Trade department proposes 12 economic priorities for ASEAN chairmanship
(3 December 2018) Thailand’s Trade Negotiation Department presented 12 economic issues to be included during the country’s 2019 ASEAN Chairmanship at the ASEAN Senior Economic Officials’ Meeting (SEOM) held recently in Bangkok. The issues include the conclusion of the Regional Comprehensive Economic Partnership (RCEP) negotiations; human capital development for the fourth industrial revolution; promotion of micro, small and medium enterprises; expansion of the ASEAN Single Window Customs System to include all ASEAN Member States; development of sustainable fishery; regional capital market development; cooperation framework with ASEAN dialogue partners; ratification of the ASEAN-Hong Kong-China Free Trade Agreement; ratification of the ASEAN-Hong Kong-China Investment Agreement; ratification of the upgraded ASEAN-China Free Trade Agreement; and the ratification of the ASEAN-Japan Comprehensive Economic Partnership which includes agreements on trade, services, human migration and investment.

PHILIPPINES-ASEAN

SEC releases rules for ASEAN Capital Markets Forum Pass
(2 December 2018) The Philippines Securities and Exchange Commission (SEC) has published a set of proposed guidelines on the implementation of the ASEAN Capital Markets Forum (ACMF) Pass under the ASEAN Capital Market Professional Mobility Framework. The ACMF Pass, which has a two-year validity period, will allow recognized representatives from one home country to provide investment advisory services and issue research reports on financial products in participating ASEAN countries, i.e. Malaysia, Singapore, Thailand and the Philippines. The representatives can provide advice on shares, bonds and collective investment schemes.

Excerpted data
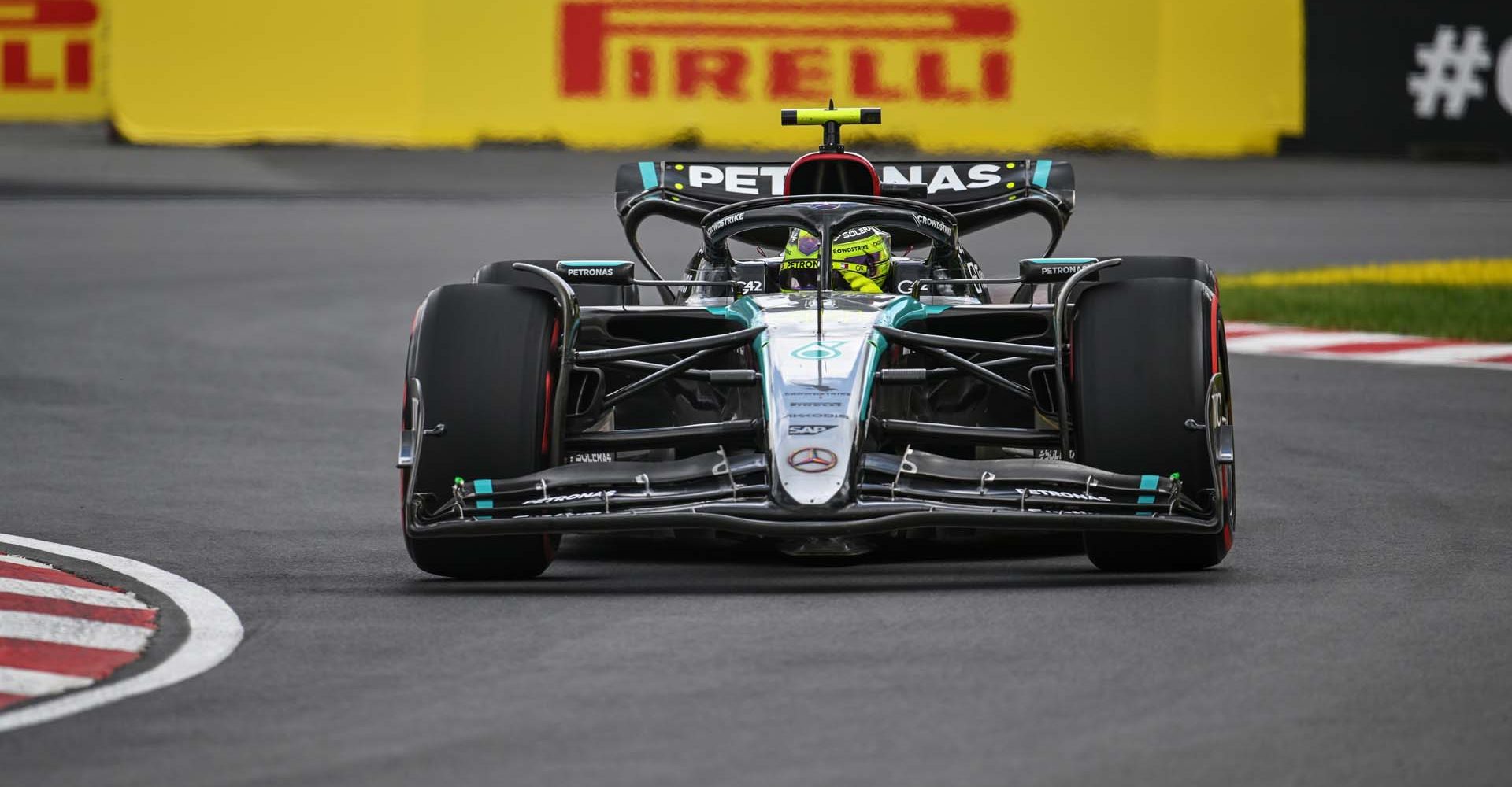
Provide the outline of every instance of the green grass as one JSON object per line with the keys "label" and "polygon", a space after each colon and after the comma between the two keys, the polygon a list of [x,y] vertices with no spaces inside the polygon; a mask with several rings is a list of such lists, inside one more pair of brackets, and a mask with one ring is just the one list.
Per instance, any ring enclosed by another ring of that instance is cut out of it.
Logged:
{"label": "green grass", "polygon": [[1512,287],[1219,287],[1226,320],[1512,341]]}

* * *

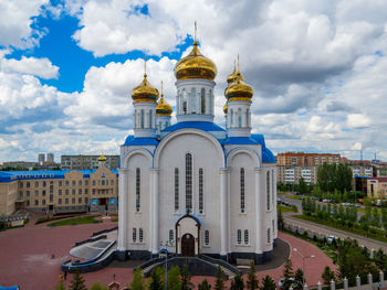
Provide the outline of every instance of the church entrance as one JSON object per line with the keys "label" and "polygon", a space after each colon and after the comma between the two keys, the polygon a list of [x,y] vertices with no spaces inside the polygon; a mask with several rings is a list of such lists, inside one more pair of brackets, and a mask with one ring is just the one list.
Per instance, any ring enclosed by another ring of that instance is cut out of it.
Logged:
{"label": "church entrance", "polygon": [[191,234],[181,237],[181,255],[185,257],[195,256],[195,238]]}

List of tasks
1. Set down the stretch of the ASEAN news excerpt from "SEC releases rules" through "collective investment schemes.".
2. Name every country the ASEAN news excerpt lists as participating in the ACMF Pass.
3. Answer these from the ASEAN news excerpt:
(a) Which department presented the 12 economic issues?
(b) How long is the ACMF Pass valid?
(c) Which Philippine body published the proposed guidelines?
You can leave the records aside; they aren't needed here.

Response list
1.
SEC releases rules for ASEAN Capital Markets Forum Pass
(2 December 2018) The Philippines Securities and Exchange Commission (SEC) has published a set of proposed guidelines on the implementation of the ASEAN Capital Markets Forum (ACMF) Pass under the ASEAN Capital Market Professional Mobility Framework. The ACMF Pass, which has a two-year validity period, will allow recognized representatives from one home country to provide investment advisory services and issue research reports on financial products in participating ASEAN countries, i.e. Malaysia, Singapore, Thailand and the Philippines. The representatives can provide advice on shares, bonds and collective investment schemes.

2.
Malaysia
Singapore
Thailand
the Philippines

3.
(a) Thailand's Trade Negotiation Department
(b) Two years
(c) The Philippines Securities and Exchange Commission (SEC)